Task prompt -
In the listing below, locate the lines that hold "petal" and copy them.

────────────────────────────────────────

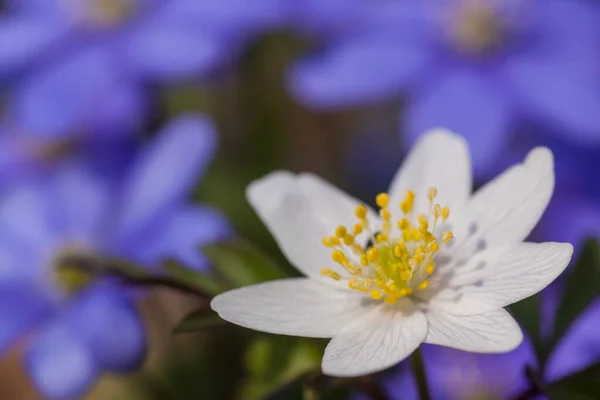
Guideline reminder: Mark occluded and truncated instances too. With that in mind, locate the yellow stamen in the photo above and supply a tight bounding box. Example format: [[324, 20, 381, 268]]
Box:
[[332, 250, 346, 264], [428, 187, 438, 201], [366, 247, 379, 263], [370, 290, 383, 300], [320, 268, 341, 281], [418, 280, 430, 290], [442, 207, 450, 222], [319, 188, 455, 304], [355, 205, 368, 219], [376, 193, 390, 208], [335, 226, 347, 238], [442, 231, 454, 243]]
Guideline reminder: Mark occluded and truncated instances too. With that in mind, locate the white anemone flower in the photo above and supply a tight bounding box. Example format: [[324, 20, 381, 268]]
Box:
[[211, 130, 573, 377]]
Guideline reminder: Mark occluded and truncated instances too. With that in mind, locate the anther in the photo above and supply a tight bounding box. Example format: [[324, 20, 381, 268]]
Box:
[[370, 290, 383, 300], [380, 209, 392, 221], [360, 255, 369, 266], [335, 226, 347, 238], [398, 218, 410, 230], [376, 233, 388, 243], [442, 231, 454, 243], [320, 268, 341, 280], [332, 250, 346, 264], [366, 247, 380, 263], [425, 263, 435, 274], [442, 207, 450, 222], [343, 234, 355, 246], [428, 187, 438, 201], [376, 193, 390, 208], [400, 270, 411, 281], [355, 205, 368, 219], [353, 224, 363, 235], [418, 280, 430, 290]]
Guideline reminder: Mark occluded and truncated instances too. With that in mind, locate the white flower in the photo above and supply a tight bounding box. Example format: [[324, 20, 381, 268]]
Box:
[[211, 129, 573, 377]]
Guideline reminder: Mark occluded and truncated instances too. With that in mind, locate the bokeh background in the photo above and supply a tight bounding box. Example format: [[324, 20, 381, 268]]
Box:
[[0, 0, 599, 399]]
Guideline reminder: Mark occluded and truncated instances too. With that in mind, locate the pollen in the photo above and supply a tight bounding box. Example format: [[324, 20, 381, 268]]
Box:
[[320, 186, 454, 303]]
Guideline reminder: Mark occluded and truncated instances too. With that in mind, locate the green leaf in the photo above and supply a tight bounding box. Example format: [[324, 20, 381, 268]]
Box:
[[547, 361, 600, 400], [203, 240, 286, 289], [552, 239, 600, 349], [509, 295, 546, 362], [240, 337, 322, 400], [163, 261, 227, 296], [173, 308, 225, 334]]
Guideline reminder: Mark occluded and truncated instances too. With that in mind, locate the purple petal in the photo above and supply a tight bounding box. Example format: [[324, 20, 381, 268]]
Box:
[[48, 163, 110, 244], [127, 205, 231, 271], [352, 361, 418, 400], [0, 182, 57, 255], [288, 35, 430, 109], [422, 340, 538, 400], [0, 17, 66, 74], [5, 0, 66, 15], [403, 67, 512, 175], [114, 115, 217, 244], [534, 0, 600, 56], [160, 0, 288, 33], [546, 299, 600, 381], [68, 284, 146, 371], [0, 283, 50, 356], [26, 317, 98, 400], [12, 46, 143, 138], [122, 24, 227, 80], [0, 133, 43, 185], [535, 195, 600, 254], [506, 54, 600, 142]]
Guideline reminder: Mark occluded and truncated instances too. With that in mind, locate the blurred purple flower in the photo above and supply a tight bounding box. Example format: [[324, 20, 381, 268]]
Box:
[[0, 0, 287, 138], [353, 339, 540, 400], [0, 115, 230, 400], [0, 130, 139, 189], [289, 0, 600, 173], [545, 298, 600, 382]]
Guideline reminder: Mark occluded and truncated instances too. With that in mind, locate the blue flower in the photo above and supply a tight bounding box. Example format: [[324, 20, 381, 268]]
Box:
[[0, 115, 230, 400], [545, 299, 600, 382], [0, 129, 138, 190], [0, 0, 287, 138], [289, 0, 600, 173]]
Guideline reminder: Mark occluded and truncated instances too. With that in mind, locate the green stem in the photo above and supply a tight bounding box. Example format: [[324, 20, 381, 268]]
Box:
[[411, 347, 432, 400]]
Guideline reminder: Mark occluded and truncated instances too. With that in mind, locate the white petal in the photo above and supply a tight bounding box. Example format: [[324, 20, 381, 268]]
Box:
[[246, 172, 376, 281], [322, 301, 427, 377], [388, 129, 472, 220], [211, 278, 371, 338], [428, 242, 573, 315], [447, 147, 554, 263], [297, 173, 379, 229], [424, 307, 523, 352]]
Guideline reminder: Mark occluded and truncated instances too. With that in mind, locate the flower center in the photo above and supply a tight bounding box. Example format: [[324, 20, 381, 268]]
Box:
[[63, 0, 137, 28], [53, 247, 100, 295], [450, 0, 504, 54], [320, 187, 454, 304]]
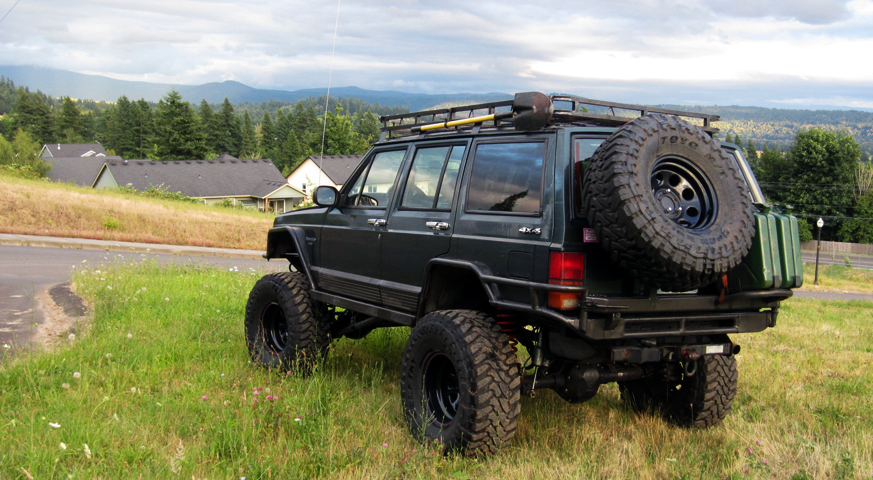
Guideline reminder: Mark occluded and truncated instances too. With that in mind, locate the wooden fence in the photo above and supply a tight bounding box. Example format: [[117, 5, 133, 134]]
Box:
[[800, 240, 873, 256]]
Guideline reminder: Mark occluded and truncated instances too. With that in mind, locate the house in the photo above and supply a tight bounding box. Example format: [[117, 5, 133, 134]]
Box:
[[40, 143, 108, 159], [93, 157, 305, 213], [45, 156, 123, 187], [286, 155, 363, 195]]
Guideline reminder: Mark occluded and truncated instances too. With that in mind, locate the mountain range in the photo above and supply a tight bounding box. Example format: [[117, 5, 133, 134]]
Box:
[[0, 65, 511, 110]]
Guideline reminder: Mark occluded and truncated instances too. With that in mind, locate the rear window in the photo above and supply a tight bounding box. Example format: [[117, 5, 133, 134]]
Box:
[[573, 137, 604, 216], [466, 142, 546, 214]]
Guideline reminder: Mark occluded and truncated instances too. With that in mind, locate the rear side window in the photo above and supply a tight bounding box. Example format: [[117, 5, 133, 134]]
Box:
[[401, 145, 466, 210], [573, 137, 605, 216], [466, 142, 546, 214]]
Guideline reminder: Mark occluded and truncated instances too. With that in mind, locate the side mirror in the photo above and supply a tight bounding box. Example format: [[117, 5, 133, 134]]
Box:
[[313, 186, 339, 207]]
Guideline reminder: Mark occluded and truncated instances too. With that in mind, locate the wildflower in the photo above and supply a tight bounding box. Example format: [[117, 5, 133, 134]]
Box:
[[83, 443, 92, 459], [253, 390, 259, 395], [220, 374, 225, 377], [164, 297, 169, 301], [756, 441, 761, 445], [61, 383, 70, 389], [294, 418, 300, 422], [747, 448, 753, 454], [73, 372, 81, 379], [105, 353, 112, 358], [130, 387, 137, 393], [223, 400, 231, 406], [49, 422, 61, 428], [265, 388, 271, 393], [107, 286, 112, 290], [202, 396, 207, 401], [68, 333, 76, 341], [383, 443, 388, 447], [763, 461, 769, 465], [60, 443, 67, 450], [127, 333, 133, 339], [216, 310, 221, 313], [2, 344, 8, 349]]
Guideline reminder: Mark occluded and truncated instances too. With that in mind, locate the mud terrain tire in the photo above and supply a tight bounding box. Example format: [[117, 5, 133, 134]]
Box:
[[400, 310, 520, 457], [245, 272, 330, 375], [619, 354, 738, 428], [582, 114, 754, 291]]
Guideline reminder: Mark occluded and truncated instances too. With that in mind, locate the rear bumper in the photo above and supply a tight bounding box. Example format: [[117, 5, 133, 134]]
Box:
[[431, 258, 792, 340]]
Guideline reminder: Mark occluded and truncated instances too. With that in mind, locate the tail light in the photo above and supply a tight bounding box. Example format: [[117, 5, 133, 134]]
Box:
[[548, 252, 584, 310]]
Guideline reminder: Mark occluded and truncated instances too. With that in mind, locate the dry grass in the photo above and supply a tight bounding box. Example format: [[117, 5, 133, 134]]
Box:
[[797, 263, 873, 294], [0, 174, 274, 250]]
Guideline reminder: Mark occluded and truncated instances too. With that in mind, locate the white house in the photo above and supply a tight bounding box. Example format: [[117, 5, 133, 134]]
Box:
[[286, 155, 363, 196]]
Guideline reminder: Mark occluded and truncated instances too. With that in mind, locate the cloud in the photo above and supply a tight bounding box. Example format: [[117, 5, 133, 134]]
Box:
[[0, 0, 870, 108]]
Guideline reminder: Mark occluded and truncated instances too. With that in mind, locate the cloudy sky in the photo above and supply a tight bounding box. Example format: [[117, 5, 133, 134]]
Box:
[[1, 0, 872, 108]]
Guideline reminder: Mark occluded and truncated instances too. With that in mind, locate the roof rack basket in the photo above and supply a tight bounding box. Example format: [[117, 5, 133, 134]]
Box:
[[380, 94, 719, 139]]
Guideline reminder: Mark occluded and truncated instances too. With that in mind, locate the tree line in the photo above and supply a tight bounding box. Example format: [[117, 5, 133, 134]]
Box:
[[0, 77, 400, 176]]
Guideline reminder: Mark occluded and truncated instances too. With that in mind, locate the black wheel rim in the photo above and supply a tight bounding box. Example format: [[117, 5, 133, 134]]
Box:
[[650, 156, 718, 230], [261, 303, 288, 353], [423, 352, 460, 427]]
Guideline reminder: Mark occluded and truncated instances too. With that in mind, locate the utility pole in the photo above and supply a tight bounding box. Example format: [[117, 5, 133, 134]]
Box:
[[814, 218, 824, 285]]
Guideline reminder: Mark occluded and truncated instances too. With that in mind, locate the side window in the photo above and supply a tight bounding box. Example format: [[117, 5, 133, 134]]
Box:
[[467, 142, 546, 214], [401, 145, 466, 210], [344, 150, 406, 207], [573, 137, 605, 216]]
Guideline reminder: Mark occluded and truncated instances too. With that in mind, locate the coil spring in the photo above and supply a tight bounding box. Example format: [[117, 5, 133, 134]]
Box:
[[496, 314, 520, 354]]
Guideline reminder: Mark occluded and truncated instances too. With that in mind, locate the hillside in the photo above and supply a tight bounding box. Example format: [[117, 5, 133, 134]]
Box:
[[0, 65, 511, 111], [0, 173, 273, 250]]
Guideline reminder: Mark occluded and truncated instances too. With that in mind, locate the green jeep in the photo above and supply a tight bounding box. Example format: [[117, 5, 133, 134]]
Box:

────────────────────────────────────────

The answer -
Guideline reminder: Mark occluded and truncated instances too. With that in mind, locate the purple petal in the photo above and supply a tight bounding box. Example format: [[324, 20, 381, 268]]
Guideline reminder: Mark occluded and truncated instances too. With that in mind, locate the white petal in the photo above and supply a tight bounding box. Example format: [[324, 20, 381, 268]]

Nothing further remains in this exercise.